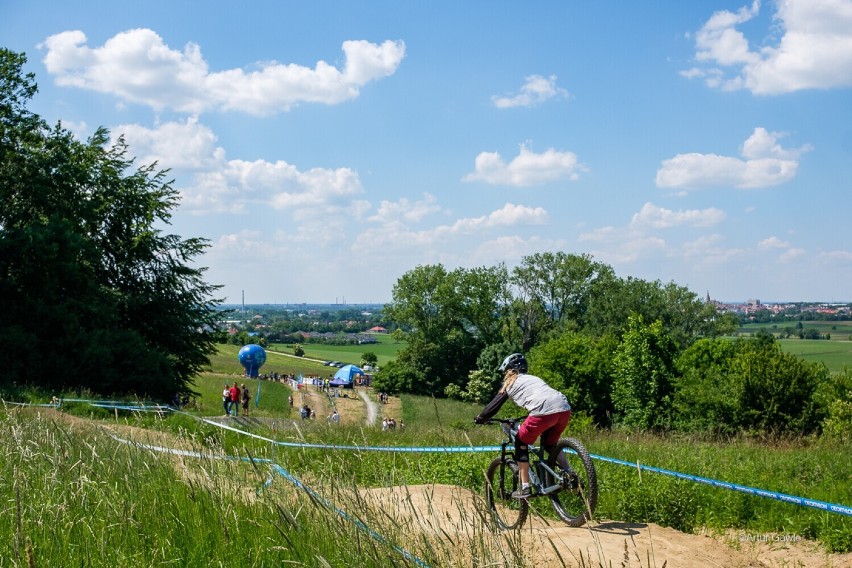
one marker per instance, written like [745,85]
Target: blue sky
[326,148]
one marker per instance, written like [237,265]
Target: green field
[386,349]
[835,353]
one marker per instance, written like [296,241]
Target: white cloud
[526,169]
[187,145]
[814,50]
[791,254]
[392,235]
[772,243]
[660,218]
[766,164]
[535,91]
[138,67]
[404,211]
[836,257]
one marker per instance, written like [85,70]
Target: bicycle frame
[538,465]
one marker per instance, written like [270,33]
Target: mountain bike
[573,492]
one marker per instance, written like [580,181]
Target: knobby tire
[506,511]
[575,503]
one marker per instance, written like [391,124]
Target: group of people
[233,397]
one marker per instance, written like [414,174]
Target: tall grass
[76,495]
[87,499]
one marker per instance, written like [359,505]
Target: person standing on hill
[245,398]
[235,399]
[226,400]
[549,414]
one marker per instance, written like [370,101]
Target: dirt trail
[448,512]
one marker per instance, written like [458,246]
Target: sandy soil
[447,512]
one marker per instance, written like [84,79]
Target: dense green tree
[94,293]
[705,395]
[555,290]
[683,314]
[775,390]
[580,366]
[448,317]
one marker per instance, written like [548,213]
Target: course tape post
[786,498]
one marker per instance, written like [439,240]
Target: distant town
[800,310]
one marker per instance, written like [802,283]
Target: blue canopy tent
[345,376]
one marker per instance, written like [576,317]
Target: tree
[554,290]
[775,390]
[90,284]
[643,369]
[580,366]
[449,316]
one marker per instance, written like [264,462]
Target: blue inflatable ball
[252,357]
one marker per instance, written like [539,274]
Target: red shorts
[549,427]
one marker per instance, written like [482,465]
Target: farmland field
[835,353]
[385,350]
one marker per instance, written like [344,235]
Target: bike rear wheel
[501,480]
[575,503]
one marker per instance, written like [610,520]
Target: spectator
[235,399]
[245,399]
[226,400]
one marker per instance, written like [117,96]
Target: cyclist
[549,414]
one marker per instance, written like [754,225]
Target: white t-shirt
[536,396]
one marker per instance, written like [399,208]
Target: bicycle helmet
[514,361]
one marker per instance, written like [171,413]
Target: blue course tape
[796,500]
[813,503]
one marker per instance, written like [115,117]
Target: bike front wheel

────────────────────────────────────────

Task goal: Please turn the lines above into a JSON list of strings, one string per line, leaving out blank lines and the picture.

Exercise output:
[
  "one marker per instance, written like [745,85]",
  "Target: blue sky",
  "[326,148]",
  "one marker per instance, written like [237,265]",
  "Target: green field",
  "[386,349]",
  "[835,353]",
  "one marker per instance, written like [296,241]",
  "Target: white cloud",
  "[526,169]",
  "[187,145]",
  "[814,50]",
  "[791,254]",
  "[392,235]",
  "[772,243]",
  "[660,218]",
  "[766,164]",
  "[535,91]",
  "[138,67]",
  "[404,211]",
  "[836,257]",
  "one marker per instance, written like [85,70]",
  "Target: bicycle frame",
  "[538,465]",
  "one marker per instance, written like [270,33]",
  "Target: mountain bike",
  "[573,492]",
  "one marker per instance, written like [580,181]",
  "Target: knobby tire",
  "[506,511]",
  "[575,503]",
  "one marker per instance, written like [391,124]",
  "Target: group of people",
  "[233,397]",
  "one marker per instance, written like [414,174]",
  "Target: tall grass",
  "[76,495]",
  "[87,499]",
  "one marker per instance, written like [359,505]",
  "Target: person standing on hill",
  "[245,398]",
  "[235,399]",
  "[226,400]",
  "[549,414]",
  "one marker per instance, written like [370,101]",
  "Target: dirt trail",
  "[448,512]",
  "one marker per instance, written like [458,246]",
  "Target: sandy soil",
  "[447,512]",
  "one marker per instance, written like [84,79]",
  "Target: dense green tree",
  "[94,293]",
  "[705,395]",
  "[555,290]",
  "[683,314]",
  "[775,390]",
  "[580,366]",
  "[448,317]",
  "one marker per instance, written like [548,213]",
  "Target: course tape post",
  "[786,498]",
  "one marker per instance, written like [439,240]",
  "Target: distant town",
  "[800,310]",
  "one marker per instance, written like [802,283]",
  "Target: blue canopy tent",
  "[345,376]",
  "one marker per instance, written like [576,317]",
  "Target: tree",
  "[554,290]",
  "[775,390]",
  "[90,284]",
  "[643,369]",
  "[580,366]",
  "[449,316]",
  "one marker per instance, written like [264,462]",
  "Target: blue inflatable ball",
  "[252,357]",
  "one marker per instance, written like [539,274]",
  "Target: red shorts",
  "[549,427]",
  "one marker per instance, written like [482,465]",
  "Target: farmland field",
  "[835,353]",
  "[385,350]",
  "one marker per instance, written like [344,235]",
  "Target: bike rear wheel",
  "[501,480]",
  "[575,503]",
  "one marker per instance, written like [610,520]",
  "Target: spectator",
  "[235,399]",
  "[245,399]",
  "[226,400]",
  "one marker per instance, written like [117,96]",
  "Target: cyclist",
  "[549,414]",
  "one marker per instance, written like [754,225]",
  "Target: white t-shirt",
  "[536,396]",
  "one marker per instance, written like [399,208]",
  "Target: bicycle helmet",
  "[514,361]",
  "one marker per instance, written like [171,413]",
  "Target: blue course tape",
  "[796,500]",
  "[813,503]",
  "one marker per instance, written like [115,117]",
  "Target: bike front wheel"
]